* **WRITTEN PROBLEM**
Repeat each record below exactly, dropping the pictures.

[start ITEMS]

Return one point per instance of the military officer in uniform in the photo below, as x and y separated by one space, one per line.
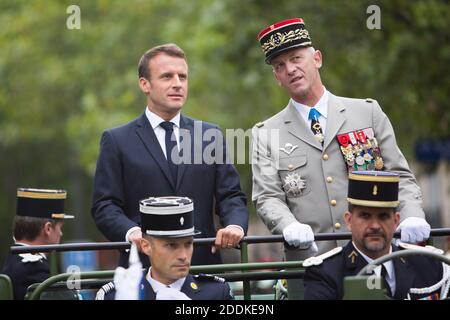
302 155
168 230
372 219
39 220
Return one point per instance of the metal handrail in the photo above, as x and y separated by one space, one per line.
203 242
194 269
398 254
200 241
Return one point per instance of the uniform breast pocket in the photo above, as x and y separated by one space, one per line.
292 172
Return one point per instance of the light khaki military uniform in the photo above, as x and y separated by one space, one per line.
296 179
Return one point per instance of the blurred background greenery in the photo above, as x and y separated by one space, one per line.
60 88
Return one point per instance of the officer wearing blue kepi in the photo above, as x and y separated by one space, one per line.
372 218
167 225
38 221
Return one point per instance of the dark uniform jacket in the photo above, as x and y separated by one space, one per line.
131 166
24 270
199 287
325 281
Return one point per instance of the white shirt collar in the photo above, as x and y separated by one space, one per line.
388 264
27 245
156 285
156 120
321 106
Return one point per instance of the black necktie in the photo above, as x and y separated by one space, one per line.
171 144
383 277
316 128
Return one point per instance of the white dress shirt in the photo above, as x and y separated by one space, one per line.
321 106
156 285
389 265
160 133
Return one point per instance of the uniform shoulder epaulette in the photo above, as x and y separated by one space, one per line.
409 246
29 257
203 276
104 290
317 260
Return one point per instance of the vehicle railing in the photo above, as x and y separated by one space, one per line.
243 246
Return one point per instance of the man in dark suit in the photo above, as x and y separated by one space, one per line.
167 225
164 153
39 220
372 218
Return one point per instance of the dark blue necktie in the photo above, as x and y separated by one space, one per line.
171 148
316 128
384 278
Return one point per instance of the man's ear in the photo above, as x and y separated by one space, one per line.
144 84
396 219
276 78
146 246
348 219
318 59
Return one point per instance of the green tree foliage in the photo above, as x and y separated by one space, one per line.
60 88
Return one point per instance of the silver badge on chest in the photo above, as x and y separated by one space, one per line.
293 184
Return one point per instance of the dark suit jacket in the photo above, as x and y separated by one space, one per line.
131 166
195 287
24 274
326 280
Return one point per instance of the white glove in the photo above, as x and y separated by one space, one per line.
414 230
299 235
171 294
127 281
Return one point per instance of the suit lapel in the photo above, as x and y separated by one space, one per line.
335 119
186 129
148 138
297 126
190 287
146 290
403 278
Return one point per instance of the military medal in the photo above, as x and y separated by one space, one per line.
318 129
360 150
360 161
379 163
294 184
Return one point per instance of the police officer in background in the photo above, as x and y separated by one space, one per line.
303 154
39 220
168 228
372 218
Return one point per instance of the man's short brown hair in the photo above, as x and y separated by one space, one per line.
29 228
170 49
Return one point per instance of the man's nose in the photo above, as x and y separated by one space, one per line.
177 82
291 68
374 224
183 255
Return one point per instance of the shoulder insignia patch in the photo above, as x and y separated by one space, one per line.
104 290
203 276
29 257
317 260
409 246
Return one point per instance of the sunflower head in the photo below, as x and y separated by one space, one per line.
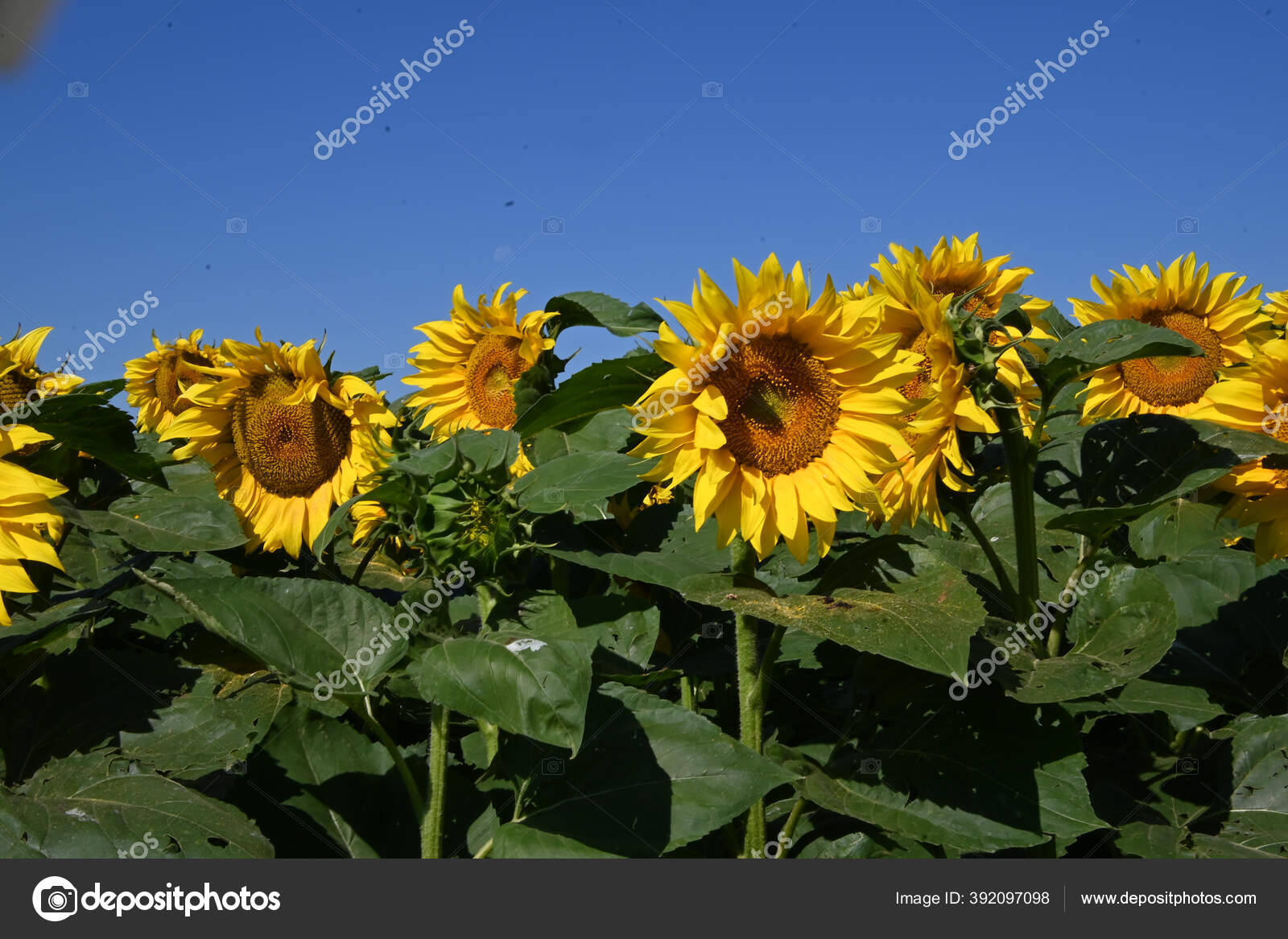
21 379
1227 323
287 439
956 268
1256 400
155 383
27 519
940 405
782 409
468 364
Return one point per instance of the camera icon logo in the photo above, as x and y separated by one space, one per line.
55 900
553 765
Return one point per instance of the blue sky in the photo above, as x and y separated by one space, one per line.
828 120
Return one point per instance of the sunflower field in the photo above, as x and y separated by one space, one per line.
914 568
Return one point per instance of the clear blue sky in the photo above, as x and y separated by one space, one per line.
594 113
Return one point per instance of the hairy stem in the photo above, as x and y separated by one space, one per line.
431 825
995 559
751 702
405 773
1021 463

[end ITEMS]

* **FINAL RESULT**
Return one point per instance of the military officer in uniform in the photo below, as x and y separated by one space, one per line.
302 155
168 230
372 219
39 220
Return one point per instance of the metal handrail in the photo above, as x and y separated by one space, one per line.
203 242
194 269
398 254
200 241
Return one point per instance of the uniform breast pocket in the photo above, as x and y separated by one space, one per line.
292 172
Return one point per instance of the light khaki military uniform in the photo above, as x and y separated by one space, one per line.
296 179
Return one point per instance of the blurred background greenery in the photo above, as x and y separated by one space, one per line.
60 88
Return one point per instance of the officer wearing blue kepi in the photo above, as x and y separated by one space, one per line.
372 218
167 225
38 221
Return one point per instance of the dark uniform jacket in the photo above, as x and y separated by one space, one per line.
131 166
24 270
199 287
325 281
Return one point per instance of the white shirt collar in the photo above, as x and y separated by one space, one per line.
388 264
27 245
156 285
156 120
321 106
Return one point per instance of the black necktie in the photo above, as x and y separated by one space, one per line.
171 144
383 277
316 128
Return one point per instance of the white dress shirt in the photo above, as x and y separated by one space, one per line.
321 106
156 285
389 265
160 133
Return one point per instance of the uniform shoulder epaulette in the photo above, as x and y separated by one space, one per line.
409 246
29 257
203 276
104 290
317 260
Return one point per instance of the vehicle railing in the photo above, as x and y separated by one space, one per line.
243 246
Return one point per instance of the man in dark suit in the photo above, as x and y separated by one space, one per line.
167 225
164 153
39 220
372 218
Return one point per instance of the dark blue necktie in the photo above, as x and y separated by one space, one per line.
171 148
316 128
384 278
Return one point per instance of the man's ear in the photo above, as x and y separated by one space, one per line.
144 84
396 219
276 78
146 246
348 219
318 59
Return one point per instance of the green tree foliage in the photo above, as x and y separated by one space, one per line.
60 88
Return one point per instance of the silver badge on chest in the photo above, as x and y separated by one space, one per line.
293 184
Return one point per instance of the dark suit jacket in the photo above, as x and y separated by one space, one per line.
131 166
195 287
24 274
326 280
Return one point per instance of the white glove in the photo above, as x and y separated by one space, one per line.
414 230
299 235
171 294
127 281
Return one point per instance of the suit lapel in the photo above, as x and y separated by one space, one per line.
335 119
186 129
148 138
297 126
190 287
146 290
403 278
Return one point per instance of the military medal in the photo above, as x and y separated by one space, one per line.
318 129
360 150
360 161
379 163
294 184
Return one point per instance of the police officer in background in the photo above, as x and y separated by one space, one per line.
303 154
39 220
168 228
372 218
Return one point per instance of the man's short brown hair in the photo above, as x and y separated by one space, one per line.
29 228
170 49
Return one point per instance of the man's nose in the photo above, as x and y separated by one space, one per line.
177 82
291 68
374 224
183 255
Return one point per instance of the shoulder insignia patch in the photo above, as x and y separated by one space, one per line.
104 290
203 276
29 257
317 260
409 246
Return one point per instance of the sunflower head in the photo below, as x and y separated by one space, one per line.
21 379
1227 323
287 439
956 268
1256 400
155 383
27 519
940 405
782 409
468 364
Return one point per instance of the camera icon logo in the photo above, as x and y separated by one space, one per line.
55 900
553 765
Return one point per instance of the blue sky in the photo above, as x and y separated by one space, one per line.
828 120
Return one point per instance of the sunflower field in the photo above, as x and y separated by one space, one per line.
914 568
Return one point per instance of the clear blue sky in the photo above, as x and y separated by one space, one per line.
594 113
Return one point per instance of the hairy stem in the photo above, as x and y separated by one space, one per line.
431 825
995 559
751 702
405 773
1021 463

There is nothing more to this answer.